> **EXCERPTED DATA**
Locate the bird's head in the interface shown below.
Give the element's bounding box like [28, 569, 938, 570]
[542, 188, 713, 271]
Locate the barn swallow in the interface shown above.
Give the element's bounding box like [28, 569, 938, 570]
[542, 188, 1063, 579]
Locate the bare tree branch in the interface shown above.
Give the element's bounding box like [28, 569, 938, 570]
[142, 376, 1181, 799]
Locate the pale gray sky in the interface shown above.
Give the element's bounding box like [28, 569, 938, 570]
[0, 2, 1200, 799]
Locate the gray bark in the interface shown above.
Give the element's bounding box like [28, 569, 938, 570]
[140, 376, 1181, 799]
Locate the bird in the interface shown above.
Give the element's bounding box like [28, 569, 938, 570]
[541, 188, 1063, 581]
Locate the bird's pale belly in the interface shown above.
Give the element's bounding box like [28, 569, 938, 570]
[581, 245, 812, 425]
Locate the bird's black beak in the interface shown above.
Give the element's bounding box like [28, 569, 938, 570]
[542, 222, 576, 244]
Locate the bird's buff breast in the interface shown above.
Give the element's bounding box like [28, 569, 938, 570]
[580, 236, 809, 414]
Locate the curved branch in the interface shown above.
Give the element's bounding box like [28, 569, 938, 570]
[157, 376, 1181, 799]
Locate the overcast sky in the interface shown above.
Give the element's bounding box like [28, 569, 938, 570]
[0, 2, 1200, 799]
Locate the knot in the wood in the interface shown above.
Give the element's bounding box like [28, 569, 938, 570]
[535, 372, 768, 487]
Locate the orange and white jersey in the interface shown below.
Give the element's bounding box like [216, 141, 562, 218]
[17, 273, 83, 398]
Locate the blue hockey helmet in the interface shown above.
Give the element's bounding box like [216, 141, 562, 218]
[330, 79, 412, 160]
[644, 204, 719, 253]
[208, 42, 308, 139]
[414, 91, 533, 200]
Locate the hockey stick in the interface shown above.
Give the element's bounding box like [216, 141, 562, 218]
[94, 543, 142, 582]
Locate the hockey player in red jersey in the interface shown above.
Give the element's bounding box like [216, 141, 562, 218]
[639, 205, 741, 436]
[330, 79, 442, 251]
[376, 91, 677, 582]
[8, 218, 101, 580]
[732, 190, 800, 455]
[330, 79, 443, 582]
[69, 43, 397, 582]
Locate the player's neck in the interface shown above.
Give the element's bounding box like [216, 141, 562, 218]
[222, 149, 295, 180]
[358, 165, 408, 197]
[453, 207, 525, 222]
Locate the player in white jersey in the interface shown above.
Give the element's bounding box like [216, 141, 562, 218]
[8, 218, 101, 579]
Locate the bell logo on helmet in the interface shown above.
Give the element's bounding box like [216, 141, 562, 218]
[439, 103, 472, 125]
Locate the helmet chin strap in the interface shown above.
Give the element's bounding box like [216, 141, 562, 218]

> **TASK DIRECTIONS**
Copy out every line of the entries from the one containing "Locate the helmet" down to the end, word for word.

> **OUTPUT FOR THIS EXERCISE**
Locate the helmet chin strap in the interface shown above.
Give the element's bounding box like [216, 141, 562, 218]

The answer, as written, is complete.